[Provided data]:
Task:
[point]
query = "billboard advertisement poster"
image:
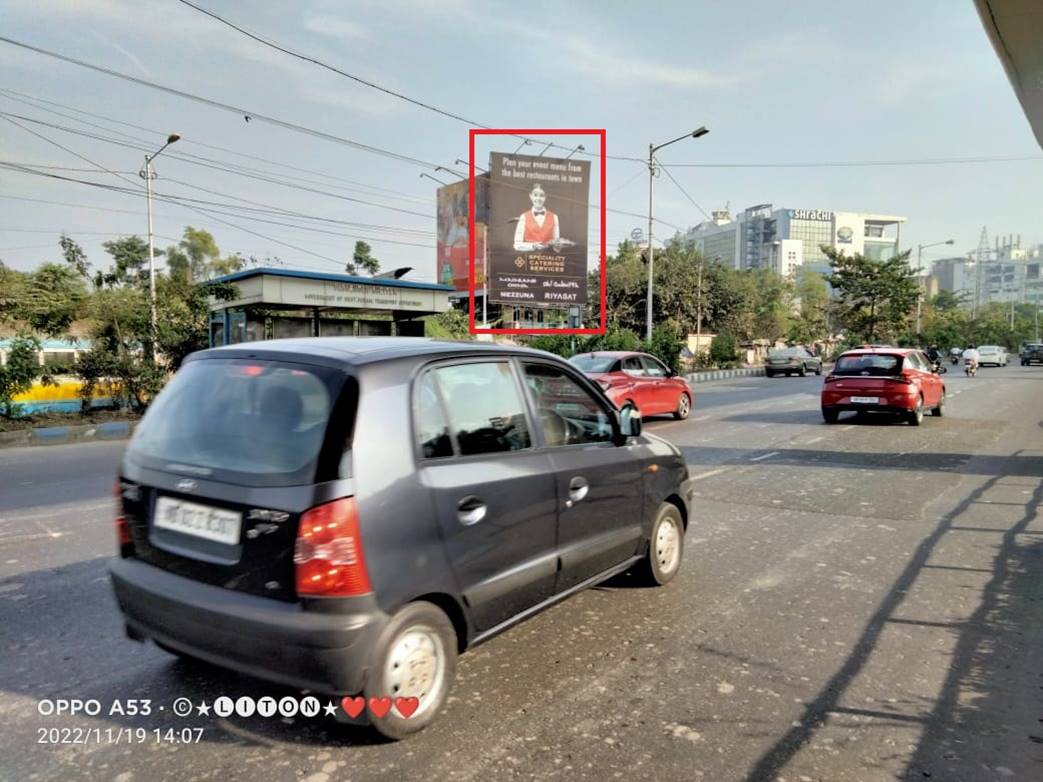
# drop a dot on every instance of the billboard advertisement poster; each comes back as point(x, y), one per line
point(453, 263)
point(537, 238)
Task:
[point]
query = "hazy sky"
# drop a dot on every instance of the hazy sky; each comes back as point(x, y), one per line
point(776, 82)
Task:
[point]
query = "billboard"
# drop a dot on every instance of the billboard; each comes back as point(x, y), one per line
point(537, 235)
point(453, 264)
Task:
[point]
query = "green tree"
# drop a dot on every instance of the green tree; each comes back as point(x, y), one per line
point(50, 298)
point(875, 297)
point(362, 260)
point(11, 292)
point(811, 321)
point(129, 264)
point(75, 257)
point(201, 252)
point(452, 324)
point(724, 349)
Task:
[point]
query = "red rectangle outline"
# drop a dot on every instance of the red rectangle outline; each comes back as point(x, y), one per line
point(470, 227)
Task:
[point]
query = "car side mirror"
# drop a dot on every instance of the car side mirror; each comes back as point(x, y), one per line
point(630, 421)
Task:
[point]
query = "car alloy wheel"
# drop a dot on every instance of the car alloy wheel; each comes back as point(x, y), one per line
point(683, 408)
point(414, 657)
point(665, 546)
point(916, 417)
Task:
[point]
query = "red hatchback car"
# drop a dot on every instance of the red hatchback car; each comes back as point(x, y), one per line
point(639, 379)
point(883, 380)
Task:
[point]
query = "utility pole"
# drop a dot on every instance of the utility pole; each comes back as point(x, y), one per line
point(148, 174)
point(920, 283)
point(699, 313)
point(698, 132)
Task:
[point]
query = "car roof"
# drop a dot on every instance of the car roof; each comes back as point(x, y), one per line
point(359, 350)
point(879, 351)
point(611, 353)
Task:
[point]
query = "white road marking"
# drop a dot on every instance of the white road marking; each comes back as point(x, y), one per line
point(701, 475)
point(77, 508)
point(765, 456)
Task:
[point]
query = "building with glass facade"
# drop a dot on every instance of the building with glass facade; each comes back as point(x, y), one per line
point(785, 239)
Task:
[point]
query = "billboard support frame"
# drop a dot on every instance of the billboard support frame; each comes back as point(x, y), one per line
point(470, 233)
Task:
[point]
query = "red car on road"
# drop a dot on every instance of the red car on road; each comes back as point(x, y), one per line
point(883, 380)
point(639, 379)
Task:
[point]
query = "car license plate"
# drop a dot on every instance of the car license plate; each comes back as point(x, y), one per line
point(198, 520)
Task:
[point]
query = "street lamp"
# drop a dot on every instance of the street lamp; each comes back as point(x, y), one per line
point(148, 174)
point(919, 269)
point(698, 132)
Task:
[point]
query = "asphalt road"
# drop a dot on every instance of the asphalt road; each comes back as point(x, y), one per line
point(857, 602)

[Problem]: Format the stretch from the start of the data through the line containing "point(611, 353)" as a JSON list of strings, with one string per line and blank lines omitted. Leave the pictures out.

[Task solution]:
[
  "Task:",
  "[point]",
  "query = \"billboard advertisement poster\"",
  "image:",
  "# drop a dot on every instance of the billboard advertisement poster; each comes back as point(x, y), one per line",
  "point(453, 263)",
  "point(537, 238)",
  "Task:",
  "[point]",
  "query = \"hazy sky\"",
  "# drop a dot on every instance of the hazy sky; each comes back as point(x, y), one per line",
  "point(776, 82)",
  "Task:",
  "[point]",
  "query = \"billboard\"",
  "# drop a dot on every instance of the billboard; each comes back as point(x, y), one per line",
  "point(537, 235)",
  "point(453, 264)",
  "Task:",
  "[point]",
  "query = \"green tree\"",
  "# drop a dot on every instance of the green tree; each comes back as point(x, y), one per line",
  "point(50, 298)",
  "point(875, 297)",
  "point(362, 260)",
  "point(11, 292)",
  "point(811, 321)",
  "point(129, 264)",
  "point(75, 257)",
  "point(201, 252)",
  "point(452, 324)",
  "point(724, 349)",
  "Task:",
  "[point]",
  "query = \"red rectangle outline\"",
  "# drop a dot on every instance of the red rectangle outline; each comes back as point(x, y), one per line",
  "point(470, 227)",
  "Task:",
  "[point]",
  "query = \"car side mirror\"",
  "# drop a dot on every instance of the car side mirror; each comes back as point(x, y), one per line",
  "point(630, 421)",
  "Task:",
  "[point]",
  "query = \"car alloy wheel\"",
  "# drop a dot on every instance of the car alloy wheel; each comes back as point(x, y), one per line",
  "point(683, 408)",
  "point(414, 657)",
  "point(665, 546)",
  "point(916, 417)",
  "Task:",
  "[point]",
  "query = \"red hatchback car\"",
  "# drop a dot on every instance of the red hatchback car; each comes back as point(x, y), one per line",
  "point(639, 379)",
  "point(883, 380)",
  "Task:",
  "[point]",
  "query = \"utility pole\"",
  "# drop a dot on every instance of the utility pole; each comes back as point(x, y), one per line",
  "point(148, 174)",
  "point(920, 283)",
  "point(699, 313)",
  "point(698, 132)",
  "Task:",
  "[point]",
  "query = \"car roof\"",
  "# drop a dot on every instance of the car roof; each comes back as point(x, y), one per line",
  "point(359, 350)",
  "point(879, 351)",
  "point(611, 353)"
]